▸ Written instruction
Copy every one of the lines below word for word, but leave out the pictures.

▸ Dataset entries
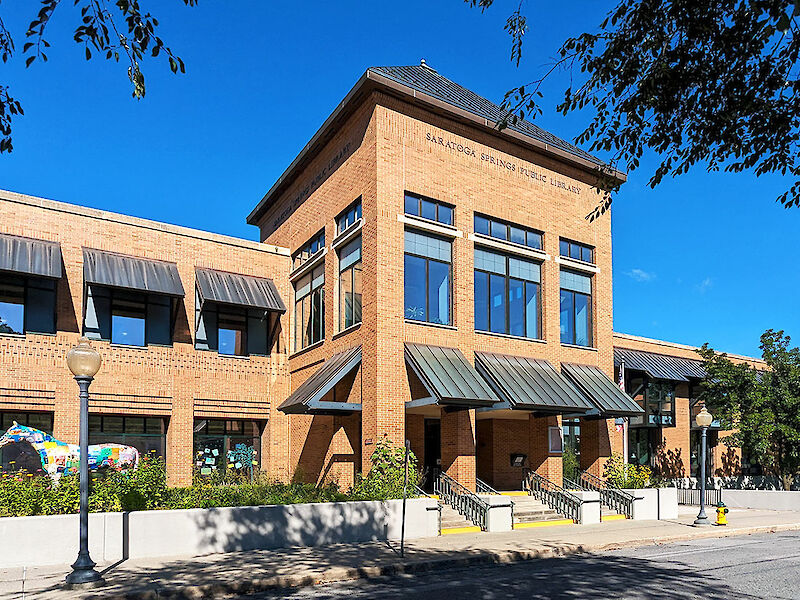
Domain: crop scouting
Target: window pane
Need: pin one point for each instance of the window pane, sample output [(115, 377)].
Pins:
[(411, 205), (481, 225), (439, 292), (516, 307), (583, 320), (567, 317), (497, 304), (445, 214), (532, 310), (481, 301), (12, 309)]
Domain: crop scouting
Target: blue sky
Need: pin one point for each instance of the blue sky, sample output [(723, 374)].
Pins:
[(706, 257)]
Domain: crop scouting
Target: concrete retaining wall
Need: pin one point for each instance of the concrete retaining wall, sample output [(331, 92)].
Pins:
[(33, 541)]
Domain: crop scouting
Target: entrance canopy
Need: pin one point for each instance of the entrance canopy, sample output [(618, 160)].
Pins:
[(448, 377), (30, 257), (608, 399), (660, 366), (130, 272), (530, 384), (307, 399)]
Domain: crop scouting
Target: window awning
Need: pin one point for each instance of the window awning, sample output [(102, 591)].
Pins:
[(131, 272), (448, 376), (660, 366), (307, 399), (30, 257), (530, 384), (239, 290), (606, 396)]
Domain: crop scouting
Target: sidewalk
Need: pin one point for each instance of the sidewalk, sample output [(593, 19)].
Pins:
[(243, 572)]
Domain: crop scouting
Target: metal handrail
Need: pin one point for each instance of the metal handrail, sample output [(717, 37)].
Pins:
[(552, 494), (610, 495), (468, 505)]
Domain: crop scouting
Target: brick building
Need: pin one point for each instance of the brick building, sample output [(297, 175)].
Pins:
[(422, 275)]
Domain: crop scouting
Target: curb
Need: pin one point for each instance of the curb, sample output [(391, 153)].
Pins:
[(251, 586)]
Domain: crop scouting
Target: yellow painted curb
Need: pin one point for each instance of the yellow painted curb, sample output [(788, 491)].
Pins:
[(613, 518), (544, 523), (453, 530)]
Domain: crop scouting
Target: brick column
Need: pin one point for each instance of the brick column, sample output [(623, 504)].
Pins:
[(458, 446), (539, 458)]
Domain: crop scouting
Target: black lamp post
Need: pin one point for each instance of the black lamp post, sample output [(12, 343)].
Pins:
[(84, 362), (704, 420)]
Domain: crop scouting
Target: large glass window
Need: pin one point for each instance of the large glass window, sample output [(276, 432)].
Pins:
[(147, 434), (427, 278), (428, 208), (348, 217), (128, 317), (508, 232), (507, 294), (350, 284), (215, 438), (576, 250), (27, 304), (576, 308), (309, 308), (22, 456)]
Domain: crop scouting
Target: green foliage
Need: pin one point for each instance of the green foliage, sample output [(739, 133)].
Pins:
[(622, 475), (762, 408), (385, 478)]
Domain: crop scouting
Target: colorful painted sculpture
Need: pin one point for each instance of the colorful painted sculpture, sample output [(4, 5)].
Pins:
[(60, 458)]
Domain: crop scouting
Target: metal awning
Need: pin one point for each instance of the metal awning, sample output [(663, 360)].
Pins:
[(131, 272), (660, 366), (29, 256), (307, 399), (606, 396), (239, 290), (448, 376), (530, 384)]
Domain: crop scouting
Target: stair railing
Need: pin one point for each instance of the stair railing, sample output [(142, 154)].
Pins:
[(552, 494), (466, 503), (610, 495)]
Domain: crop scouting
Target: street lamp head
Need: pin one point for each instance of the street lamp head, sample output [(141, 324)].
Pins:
[(704, 418), (83, 360)]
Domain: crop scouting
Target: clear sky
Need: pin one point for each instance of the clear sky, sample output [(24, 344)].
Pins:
[(705, 257)]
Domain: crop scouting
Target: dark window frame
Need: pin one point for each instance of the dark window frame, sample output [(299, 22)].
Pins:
[(438, 204), (428, 260), (506, 295), (28, 283)]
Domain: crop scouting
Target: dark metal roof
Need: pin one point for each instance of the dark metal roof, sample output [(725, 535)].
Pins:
[(660, 366), (448, 376), (609, 399), (307, 399), (130, 272), (239, 290), (29, 256), (428, 81), (530, 383)]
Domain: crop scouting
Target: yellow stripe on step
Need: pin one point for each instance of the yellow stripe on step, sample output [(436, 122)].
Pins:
[(613, 518), (452, 530), (544, 523)]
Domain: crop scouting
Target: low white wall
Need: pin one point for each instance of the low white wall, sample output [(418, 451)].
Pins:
[(34, 541), (763, 499)]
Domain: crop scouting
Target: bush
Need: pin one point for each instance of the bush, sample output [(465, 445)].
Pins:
[(623, 475)]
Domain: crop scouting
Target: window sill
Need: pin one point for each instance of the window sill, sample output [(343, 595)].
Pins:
[(307, 348), (511, 337), (577, 347), (344, 332), (429, 324)]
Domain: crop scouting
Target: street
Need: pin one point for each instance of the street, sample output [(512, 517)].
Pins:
[(758, 566)]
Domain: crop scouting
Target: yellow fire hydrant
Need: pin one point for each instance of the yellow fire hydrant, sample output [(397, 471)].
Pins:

▸ Exercise response
Domain: crop scouting
Target: window pane
Need: pin one point for each instance of the window pane, sample output [(115, 377)].
Pins:
[(411, 205), (481, 225), (439, 292), (516, 307), (583, 320), (567, 317), (497, 304), (445, 214), (532, 310), (481, 301), (12, 309)]
Domain: crop scouting
Target: blue sky
Need: pin one point for each instance of the blue sky, sample output [(723, 374)].
Pins:
[(706, 257)]
Domain: crop scouting
Target: concrete retaining wall
Need: pin one point for each instance of the concrete retaining wall, sample output [(331, 92)].
Pins:
[(33, 541)]
Domain: crop scouting
Target: entrance canopy
Need: pin one point for each instance of the entrance canopy, sample output [(618, 160)].
Pins:
[(448, 377), (30, 257), (608, 399), (660, 366), (130, 272), (530, 384), (307, 399)]
Domain: crop scouting
Target: window awning
Need: pin one point for each instance of the window awning, sample output [(102, 591)].
Pins:
[(131, 272), (448, 376), (660, 366), (307, 399), (30, 257), (530, 384), (239, 290), (606, 396)]
Domain: crop scouting
Target: sidewalk
Need: pin one point for each instance of the sidewalk, sample output [(593, 19)].
Pins:
[(243, 572)]
Domain: crop scouting
Target: metal handrail
Need: pin one point for each instance of the metal handrail, sample output [(717, 37)].
Pins:
[(552, 494), (610, 495), (468, 505)]
Domain: crop scouting
Target: brick building
Need: pin one point for each instance of the brick building, sample output [(297, 175)].
Pins:
[(422, 275)]
Domain: crop scouting
Target: curb
Need: pin one point for each instance of the curb, sample output [(391, 153)].
Pins:
[(251, 586)]
Domain: crop scouting
Target: yellow painted curb
Need: pin one point for each instance of the yellow painted curb, sample output [(788, 491)].
Pins:
[(613, 518), (544, 523), (453, 530)]
Domain: crop scouting
Target: brick column
Need: pin one point for each instance of the brick column, sample output [(623, 504)].
Pins:
[(458, 446), (539, 458)]
Domain: crop scouting
Target: black lamp post
Need: pin one point for each instance of the black lamp post, sample output [(12, 343)].
Pins:
[(84, 362), (704, 420)]
Domain: crop scouting
Target: large glass window
Need: pin one point for each instance of the large glass window, sample output [(276, 432)].
Pins:
[(147, 434), (427, 278), (428, 208), (348, 217), (128, 317), (508, 232), (507, 294), (350, 284), (215, 438), (576, 250), (27, 304), (576, 308), (309, 308), (22, 456)]
Domain: crop scouting
Target: green foliage
Need: pin one point for each instance of the green foliage, sample output [(739, 133)].
Pins:
[(622, 475), (762, 408), (385, 478)]
Domain: crop scouting
Target: colorful painted sculpture
Need: pin one point for each instance of the colorful painted sculpture, sample output [(4, 5)].
Pins:
[(60, 458)]
Domain: crop scouting
Target: metal awning
Need: pin one point for each instance of the metal awning, sample output [(663, 360)].
Pins:
[(131, 272), (660, 366), (29, 256), (307, 399), (606, 396), (239, 290), (448, 376), (530, 384)]
Domain: crop scouting
Target: stair railing
Need: pin one point for each instance of the stair railing, sample output [(142, 154)].
Pins:
[(552, 494), (466, 503), (610, 495)]
Domain: crop scouting
Target: street lamp head
Need: pin one point for each instance of the street lamp head, sample output [(141, 324)].
Pins:
[(704, 418), (83, 360)]
Domain: crop scouting
Target: clear sky
Need: pin one point for each instance of the clear sky, sample output [(24, 344)].
Pins:
[(705, 257)]
Domain: crop scouting
Target: dark window frame
Need: pin one point for each instance of the dark window frame, sample output [(299, 22)].
Pins:
[(438, 204), (428, 260), (506, 295), (28, 283)]
Domain: crop scouting
Target: dark metal roof
Need: pin one point for each instance of the dark metal roof, sample output [(725, 535)].
Pins:
[(660, 366), (448, 376), (609, 399), (307, 399), (130, 272), (239, 290), (29, 256), (428, 81), (530, 383)]
Domain: crop scouting
Target: yellow stripe on step
Need: pin one point for each instance of the yellow stripe on step, sample output [(436, 122)].
Pins:
[(613, 518), (452, 530), (544, 523)]
Domain: crop scouting
Target: low white wall
Need: pin one point for each instance of the low white wall, sample output [(418, 451)].
Pins:
[(34, 541), (763, 499)]
Domain: crop scouting
Target: bush
Need: pin one point for each instance of the bush, sample output [(465, 445)].
Pins:
[(623, 475)]
Domain: crop scouting
Target: window sill
Need: pin one point for each instance of the window sill, sample output [(343, 595)].
Pins:
[(307, 348), (511, 337), (577, 347), (344, 332), (429, 324)]
Domain: crop scouting
Target: street
Need: pin one point for each instance of the street, sample output [(512, 517)].
Pins:
[(758, 566)]
Domain: crop scouting
Target: yellow fire hydrant
Need: pin one point for each instance of the yellow fire hydrant, sample output [(397, 471)].
Pins:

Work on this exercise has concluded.